* BEGIN RECORDS FOR THE TASK *

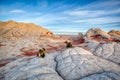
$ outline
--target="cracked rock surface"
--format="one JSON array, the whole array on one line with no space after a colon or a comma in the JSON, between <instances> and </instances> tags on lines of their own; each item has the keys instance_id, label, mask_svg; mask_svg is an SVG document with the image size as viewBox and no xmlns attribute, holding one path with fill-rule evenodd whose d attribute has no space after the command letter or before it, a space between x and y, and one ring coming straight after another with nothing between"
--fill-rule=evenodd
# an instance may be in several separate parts
<instances>
[{"instance_id":1,"label":"cracked rock surface","mask_svg":"<svg viewBox=\"0 0 120 80\"><path fill-rule=\"evenodd\" d=\"M93 54L120 64L120 43L101 44Z\"/></svg>"},{"instance_id":2,"label":"cracked rock surface","mask_svg":"<svg viewBox=\"0 0 120 80\"><path fill-rule=\"evenodd\" d=\"M100 72L120 73L120 66L94 56L82 48L65 50L56 57L57 71L65 80L78 80L81 77Z\"/></svg>"},{"instance_id":3,"label":"cracked rock surface","mask_svg":"<svg viewBox=\"0 0 120 80\"><path fill-rule=\"evenodd\" d=\"M93 74L80 80L119 80L120 75L113 72L103 72L100 74Z\"/></svg>"},{"instance_id":4,"label":"cracked rock surface","mask_svg":"<svg viewBox=\"0 0 120 80\"><path fill-rule=\"evenodd\" d=\"M119 79L119 65L79 47L49 53L45 58L22 57L0 68L0 80Z\"/></svg>"},{"instance_id":5,"label":"cracked rock surface","mask_svg":"<svg viewBox=\"0 0 120 80\"><path fill-rule=\"evenodd\" d=\"M55 71L54 55L24 57L0 68L3 80L63 80Z\"/></svg>"}]
</instances>

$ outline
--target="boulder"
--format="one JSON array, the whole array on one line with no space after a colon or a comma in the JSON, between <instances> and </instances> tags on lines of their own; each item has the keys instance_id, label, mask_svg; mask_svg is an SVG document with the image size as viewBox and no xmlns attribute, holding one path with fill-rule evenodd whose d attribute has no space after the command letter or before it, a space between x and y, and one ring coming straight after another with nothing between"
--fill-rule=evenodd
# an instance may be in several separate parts
<instances>
[{"instance_id":1,"label":"boulder","mask_svg":"<svg viewBox=\"0 0 120 80\"><path fill-rule=\"evenodd\" d=\"M106 43L99 45L94 55L120 64L120 43Z\"/></svg>"},{"instance_id":2,"label":"boulder","mask_svg":"<svg viewBox=\"0 0 120 80\"><path fill-rule=\"evenodd\" d=\"M103 72L99 74L92 74L80 80L119 80L120 75L113 72Z\"/></svg>"},{"instance_id":3,"label":"boulder","mask_svg":"<svg viewBox=\"0 0 120 80\"><path fill-rule=\"evenodd\" d=\"M101 30L100 28L91 28L87 31L86 35L87 38L91 37L99 37L99 38L105 38L110 39L110 35L107 34L105 31Z\"/></svg>"},{"instance_id":4,"label":"boulder","mask_svg":"<svg viewBox=\"0 0 120 80\"><path fill-rule=\"evenodd\" d=\"M112 38L120 41L120 31L111 30L111 31L108 32L108 34L109 34Z\"/></svg>"},{"instance_id":5,"label":"boulder","mask_svg":"<svg viewBox=\"0 0 120 80\"><path fill-rule=\"evenodd\" d=\"M3 80L63 80L56 72L55 55L23 57L0 68Z\"/></svg>"},{"instance_id":6,"label":"boulder","mask_svg":"<svg viewBox=\"0 0 120 80\"><path fill-rule=\"evenodd\" d=\"M90 74L107 71L120 74L120 66L117 64L96 57L79 47L66 49L55 60L57 72L65 80L78 80Z\"/></svg>"}]
</instances>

* END RECORDS FOR THE TASK *

**DIRECTION**
Rewrite the lines from the start of the records through the line containing "54L120 64L120 43L101" as a numbered list. Skip blank lines and leave the pictures out.

**WRITTEN SOLUTION**
1. $ outline
2. --target="cracked rock surface"
3. --format="one JSON array, the whole array on one line with no space after a colon or a comma in the JSON, between <instances> and </instances> tags on lines of their own; each item has the keys instance_id, label, mask_svg; mask_svg is an SVG document with the image size as viewBox and no xmlns attribute, holding one path with fill-rule evenodd whose d attribute has no space after the command letter or before it, a space between x and y, and one ring coming straight after another with nothing between"
4. --fill-rule=evenodd
5. # an instance may be in several separate parts
6. <instances>
7. [{"instance_id":1,"label":"cracked rock surface","mask_svg":"<svg viewBox=\"0 0 120 80\"><path fill-rule=\"evenodd\" d=\"M93 54L120 64L120 43L101 44Z\"/></svg>"},{"instance_id":2,"label":"cracked rock surface","mask_svg":"<svg viewBox=\"0 0 120 80\"><path fill-rule=\"evenodd\" d=\"M100 72L120 73L120 66L94 56L82 48L65 50L56 57L57 71L65 80L78 80L81 77Z\"/></svg>"},{"instance_id":3,"label":"cracked rock surface","mask_svg":"<svg viewBox=\"0 0 120 80\"><path fill-rule=\"evenodd\" d=\"M93 74L80 80L119 80L120 75L113 72L103 72L100 74Z\"/></svg>"},{"instance_id":4,"label":"cracked rock surface","mask_svg":"<svg viewBox=\"0 0 120 80\"><path fill-rule=\"evenodd\" d=\"M119 79L119 65L79 47L49 53L45 58L22 57L0 68L0 80Z\"/></svg>"},{"instance_id":5,"label":"cracked rock surface","mask_svg":"<svg viewBox=\"0 0 120 80\"><path fill-rule=\"evenodd\" d=\"M55 71L54 55L24 57L0 68L3 80L63 80Z\"/></svg>"}]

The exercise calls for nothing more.